------ MATERIAL FOR THE TASK ------
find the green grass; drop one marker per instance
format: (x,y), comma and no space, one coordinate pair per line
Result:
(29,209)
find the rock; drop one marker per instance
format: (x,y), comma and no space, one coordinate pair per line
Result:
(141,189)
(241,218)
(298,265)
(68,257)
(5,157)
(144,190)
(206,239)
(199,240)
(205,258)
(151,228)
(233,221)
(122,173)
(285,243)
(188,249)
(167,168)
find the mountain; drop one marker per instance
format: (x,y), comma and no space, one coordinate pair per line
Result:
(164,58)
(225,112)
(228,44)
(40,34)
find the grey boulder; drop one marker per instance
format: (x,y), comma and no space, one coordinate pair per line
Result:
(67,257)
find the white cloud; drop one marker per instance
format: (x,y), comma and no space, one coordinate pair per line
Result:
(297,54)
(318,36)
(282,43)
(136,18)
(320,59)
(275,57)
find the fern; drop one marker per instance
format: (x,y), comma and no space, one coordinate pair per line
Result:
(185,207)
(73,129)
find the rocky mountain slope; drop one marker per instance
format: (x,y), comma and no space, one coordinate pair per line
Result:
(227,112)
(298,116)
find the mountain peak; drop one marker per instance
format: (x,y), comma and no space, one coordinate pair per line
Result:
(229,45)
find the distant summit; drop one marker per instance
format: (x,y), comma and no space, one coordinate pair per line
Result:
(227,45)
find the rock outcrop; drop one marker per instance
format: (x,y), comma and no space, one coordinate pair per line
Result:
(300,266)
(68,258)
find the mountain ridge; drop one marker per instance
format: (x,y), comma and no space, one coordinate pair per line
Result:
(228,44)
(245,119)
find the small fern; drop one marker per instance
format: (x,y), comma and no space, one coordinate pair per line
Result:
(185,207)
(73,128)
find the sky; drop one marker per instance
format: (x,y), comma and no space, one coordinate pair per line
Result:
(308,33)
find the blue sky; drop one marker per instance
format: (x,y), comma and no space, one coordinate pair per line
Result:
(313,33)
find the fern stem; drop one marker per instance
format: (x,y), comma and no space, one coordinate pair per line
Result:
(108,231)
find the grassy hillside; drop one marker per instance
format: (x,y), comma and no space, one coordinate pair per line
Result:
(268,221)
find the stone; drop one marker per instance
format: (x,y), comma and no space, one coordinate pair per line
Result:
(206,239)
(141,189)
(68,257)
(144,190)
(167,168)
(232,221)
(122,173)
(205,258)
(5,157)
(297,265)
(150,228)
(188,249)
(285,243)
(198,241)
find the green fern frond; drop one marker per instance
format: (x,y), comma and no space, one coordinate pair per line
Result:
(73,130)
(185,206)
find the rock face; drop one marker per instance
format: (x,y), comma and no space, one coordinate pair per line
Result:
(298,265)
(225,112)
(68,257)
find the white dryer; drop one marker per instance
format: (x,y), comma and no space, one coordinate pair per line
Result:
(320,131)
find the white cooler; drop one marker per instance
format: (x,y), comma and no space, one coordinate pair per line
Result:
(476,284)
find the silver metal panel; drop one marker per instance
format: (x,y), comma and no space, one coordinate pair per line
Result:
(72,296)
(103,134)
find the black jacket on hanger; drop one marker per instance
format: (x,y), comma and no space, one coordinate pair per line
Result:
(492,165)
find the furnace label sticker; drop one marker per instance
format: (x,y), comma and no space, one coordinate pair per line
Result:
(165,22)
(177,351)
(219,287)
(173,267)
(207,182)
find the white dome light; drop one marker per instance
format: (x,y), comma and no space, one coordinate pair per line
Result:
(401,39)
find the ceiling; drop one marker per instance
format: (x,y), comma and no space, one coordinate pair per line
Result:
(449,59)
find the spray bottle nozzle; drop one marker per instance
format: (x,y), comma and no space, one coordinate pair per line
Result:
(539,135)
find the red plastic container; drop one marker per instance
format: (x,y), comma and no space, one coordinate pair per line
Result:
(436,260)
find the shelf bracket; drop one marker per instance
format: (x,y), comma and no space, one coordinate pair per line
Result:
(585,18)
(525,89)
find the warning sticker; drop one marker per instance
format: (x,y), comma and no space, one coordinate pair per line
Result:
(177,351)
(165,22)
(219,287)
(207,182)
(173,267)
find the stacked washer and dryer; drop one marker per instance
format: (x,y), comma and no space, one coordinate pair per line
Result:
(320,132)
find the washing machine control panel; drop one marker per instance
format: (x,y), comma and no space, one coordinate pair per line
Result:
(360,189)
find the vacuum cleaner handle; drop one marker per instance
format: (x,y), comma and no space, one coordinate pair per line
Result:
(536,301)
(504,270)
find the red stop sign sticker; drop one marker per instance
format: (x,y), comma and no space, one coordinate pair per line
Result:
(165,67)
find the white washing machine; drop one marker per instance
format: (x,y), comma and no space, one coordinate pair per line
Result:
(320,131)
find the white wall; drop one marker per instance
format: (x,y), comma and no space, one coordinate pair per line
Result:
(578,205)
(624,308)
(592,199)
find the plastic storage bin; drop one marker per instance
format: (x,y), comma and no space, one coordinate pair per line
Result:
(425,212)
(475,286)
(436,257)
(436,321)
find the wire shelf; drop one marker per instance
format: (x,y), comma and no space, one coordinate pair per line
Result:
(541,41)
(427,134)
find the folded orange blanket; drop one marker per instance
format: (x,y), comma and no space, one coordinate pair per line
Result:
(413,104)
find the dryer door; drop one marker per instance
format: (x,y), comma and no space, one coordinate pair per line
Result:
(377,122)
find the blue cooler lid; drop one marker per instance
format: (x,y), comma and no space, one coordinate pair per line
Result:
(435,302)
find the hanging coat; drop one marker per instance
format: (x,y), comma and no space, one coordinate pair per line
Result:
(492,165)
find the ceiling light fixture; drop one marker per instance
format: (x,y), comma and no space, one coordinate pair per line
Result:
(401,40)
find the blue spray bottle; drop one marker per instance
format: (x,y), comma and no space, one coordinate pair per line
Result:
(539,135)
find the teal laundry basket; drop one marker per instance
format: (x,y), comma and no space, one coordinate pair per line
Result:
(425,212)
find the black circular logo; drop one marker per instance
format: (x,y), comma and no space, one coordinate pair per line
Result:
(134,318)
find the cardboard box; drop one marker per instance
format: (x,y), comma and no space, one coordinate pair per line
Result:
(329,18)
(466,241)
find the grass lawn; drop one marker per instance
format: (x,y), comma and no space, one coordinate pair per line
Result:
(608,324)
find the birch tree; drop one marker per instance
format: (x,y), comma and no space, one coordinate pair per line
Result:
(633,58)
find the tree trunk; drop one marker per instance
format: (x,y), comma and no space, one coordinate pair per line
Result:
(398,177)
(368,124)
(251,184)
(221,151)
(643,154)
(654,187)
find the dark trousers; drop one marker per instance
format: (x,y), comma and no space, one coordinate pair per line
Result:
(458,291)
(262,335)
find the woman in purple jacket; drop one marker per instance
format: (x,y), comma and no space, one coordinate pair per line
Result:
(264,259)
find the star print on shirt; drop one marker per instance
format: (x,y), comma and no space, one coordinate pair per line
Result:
------
AIM OF THE TASK
Rewrite all of the lines above, substituting "place a single point on each instance" for "drop one marker per instance" wherever it occurs and leaving the rest untouched.

THE RESULT
find the green grass; place a single point on each instance
format: (x,y), comma and no space, one coordinate pair per line
Result:
(29,209)
find the rock; place a single point on each instance
format: (x,y), comma and no space, one coordinate pair per line
Result:
(141,189)
(241,218)
(298,265)
(68,257)
(5,157)
(144,190)
(206,239)
(199,240)
(205,258)
(151,228)
(233,221)
(122,173)
(285,243)
(188,249)
(167,168)
find the mountain; place a single point on each instance
format: (x,y), comma and no space, one coordinate pair per line
Result:
(164,58)
(225,112)
(228,44)
(40,34)
find the grey boulder; place a single point on each instance
format: (x,y), comma and no space, one coordinate pair per line
Result:
(67,257)
find the white cloud; place a single point on each instance
format: (x,y), comma and no space, one coordinate pair per line
Result:
(297,54)
(318,36)
(282,43)
(136,18)
(320,59)
(275,57)
find the fern; place a single point on each instance
format: (x,y), comma and no space, one coordinate pair per line
Result:
(185,207)
(73,129)
find the rocky mountain slope; place a single point on each instance
format: (x,y), comma and no space, one coordinate pair per line
Result:
(227,112)
(298,116)
find the mountain peak; place a single point on each instance
format: (x,y), comma and no space, one coordinate pair per line
Result:
(229,45)
find the distant summit; place a single point on each instance
format: (x,y), comma and no space, one coordinate pair per line
Result:
(227,45)
find the rock outcrop; place a single point on each instance
format: (x,y), comma and no space, one coordinate pair per line
Result:
(300,266)
(68,258)
find the mountain ridge; place a single point on each instance
format: (x,y), comma and no space, one coordinate pair per line
Result:
(228,44)
(245,119)
find the small fern; place a single point on each instance
format: (x,y), comma and no space, one coordinate pair per line
Result:
(185,207)
(73,128)
find the sky; place a single point on each instance
format: (x,y), comma and no space, one coordinate pair per line
Result:
(308,33)
find the blue sky; place a single point on each instance
format: (x,y), comma and no space, one coordinate pair per line
Result:
(313,33)
find the fern stem; place a single point on each instance
format: (x,y), comma and no space, one coordinate pair per line
Result:
(108,231)
find the grassy hillside; place a single point on each instance
format: (x,y), comma and no space, one coordinate pair per line
Result:
(268,221)
find the stone; place a single point on each instance
format: (x,y), comma and no space, one coordinate pair per line
Result:
(206,239)
(141,189)
(68,257)
(144,190)
(167,168)
(232,221)
(122,173)
(205,258)
(5,157)
(297,265)
(150,228)
(188,249)
(285,243)
(198,241)
find the green fern frond; place a single point on each instance
format: (x,y), comma and no space, one coordinate pair per line
Result:
(73,130)
(185,206)
find the rock face; place a single point on each instance
format: (x,y), comma and no space, one coordinate pair per line
Result:
(298,265)
(225,112)
(68,257)
find the white dryer; place a single point on each instance
format: (x,y), comma and no space, one coordinate pair per line
Result:
(320,131)
find the white cooler; place a single point on each instance
format: (x,y), comma and no space, one coordinate pair per line
Result:
(476,284)
find the silver metal panel; place a single point on each instance
format: (x,y), comma and no space, one coordinate pair per line
Result:
(72,296)
(103,134)
find the black jacket on hanger; place a single point on each instance
format: (x,y), comma and no space, one coordinate pair per line
Result:
(492,165)
find the furnace label sticker; place a single point on each instance
format: (x,y), comma and no space, one coordinate pair per line
Result:
(165,22)
(177,351)
(219,287)
(173,267)
(207,182)
find the white dome light; place a single point on each instance
format: (x,y), comma and no space, one coordinate pair per line
Result:
(401,39)
find the ceiling; place a single point on each instance
format: (x,y), comma and no space, one coordinate pair per line
Result:
(449,59)
find the spray bottle nozzle; place a single point on each instance
format: (x,y), comma and no space, one coordinate pair per line
Result:
(539,135)
find the red plastic container; place a single point on each instance
format: (x,y), comma and no space, one coordinate pair per line
Result:
(436,260)
find the shelf bracket; place a single point on each instance
format: (x,y), comma and no space, one coordinate pair per line
Result:
(585,18)
(525,89)
find the warning sticker; place a single point on each instance
format: (x,y), comma and no space, one coordinate pair per line
Result:
(177,351)
(165,22)
(219,287)
(207,182)
(173,267)
find the stacked washer and dryer; place a single point on each instance
format: (x,y), comma and no space, one coordinate pair per line
Result:
(320,132)
find the washing machine control panel; place a single point on each instance
format: (x,y), comma and no space, one coordinate pair per line
Result:
(360,189)
find the vacuum cleaner handle; place a single point on each instance
format: (x,y), comma and no space, one coordinate pair per line
Result:
(536,301)
(504,270)
find the red stop sign sticker; place a single point on each instance
format: (x,y), comma and no space, one coordinate pair per line
Result:
(165,67)
find the white washing machine; place a single point on each instance
format: (x,y), comma and no space, one coordinate pair per line
Result:
(320,131)
find the white wall; place a single point on each instance
format: (x,y), comma and no space, one coordinate pair per line
Result:
(578,205)
(624,308)
(592,199)
find the plastic storage bin; place a single point on each instance
format: (x,y), comma and no space, one coordinate pair per line
Result:
(425,212)
(475,286)
(436,257)
(436,321)
find the wire shelf; place a single point on each instance
format: (x,y), comma and no space, one coordinate pair per line
Result:
(541,41)
(427,134)
find the folded orange blanket; place a single point on each instance
format: (x,y), comma and no space, one coordinate pair per line
Result:
(413,104)
find the dryer door; place a single point on each instance
format: (x,y), comma and no space, one coordinate pair per line
Result:
(377,122)
find the blue cooler lid; place a single point on each instance
format: (x,y), comma and no space, one coordinate pair per line
Result:
(435,302)
find the hanging coat; place a single point on each instance
format: (x,y), comma and no space, one coordinate pair per line
Result:
(492,165)
find the ceiling light fixture; place a single point on each instance
format: (x,y), comma and no space, one coordinate pair per line
Result:
(401,40)
find the blue spray bottle; place a single point on each instance
format: (x,y), comma and no space, one coordinate pair per line
Result:
(539,135)
find the teal laundry basket; place a single point on each instance
format: (x,y), comma and no space, one coordinate pair per line
Result:
(425,212)
find the black circular logo; place a single point on each instance
format: (x,y), comma and no space, one coordinate pair per line
Result:
(134,318)
find the cardboard box; place a single point on each instance
format: (x,y), comma and no space, one coordinate pair per line
Result:
(329,18)
(466,241)
find the grass lawn; place a single point on each instance
format: (x,y), comma and no space, one coordinate pair per line
Result:
(608,324)
find the birch tree; place a single point on each instance
format: (x,y), comma and no space, one coordinate pair per line
Result:
(633,58)
find the tree trunk; place a single point on each instance
format: (x,y), comma and no space, one coordinate pair per line
Result:
(398,177)
(368,124)
(251,184)
(221,151)
(643,154)
(654,187)
find the dark trousers; place a single point on each instance
format: (x,y), comma and no space, one coordinate pair per line
Result:
(458,291)
(262,335)
find the woman in purple jacket; place a single point on each instance
format: (x,y), comma and no space, one coordinate pair per line
Result:
(264,259)
find the star print on shirt; place a single point on each instance
format: (x,y), comma and no space, one coordinate pair per line
Result:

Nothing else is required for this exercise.